Location labeling records –
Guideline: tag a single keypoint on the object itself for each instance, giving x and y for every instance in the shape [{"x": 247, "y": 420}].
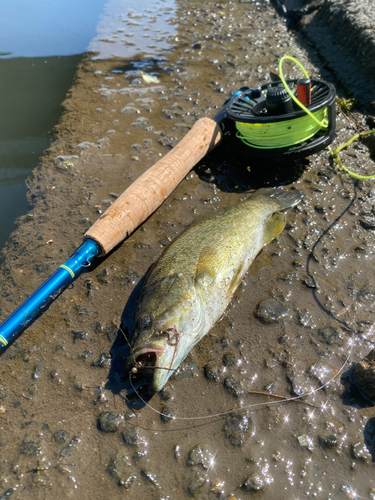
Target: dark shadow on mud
[
  {"x": 369, "y": 434},
  {"x": 232, "y": 169},
  {"x": 352, "y": 395},
  {"x": 312, "y": 257}
]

Required work – Arrange each line of the material above as a Markdown table with the columns "Row" and "Line", numbering the rows and leaving out blank lines. Omit the pictures from the table.

Solution for this exercise –
| Row | Line |
|---|---|
| 1 | Guideline: tag a single keypoint on the object itself for each instance, giving x and y for every instance in the shape [{"x": 247, "y": 420}]. |
| 2 | Target: dark shadow on mud |
| 3 | [ |
| 4 |   {"x": 369, "y": 434}, |
| 5 |   {"x": 232, "y": 169}, |
| 6 |   {"x": 352, "y": 395}, |
| 7 |   {"x": 312, "y": 257} |
| 8 | ] |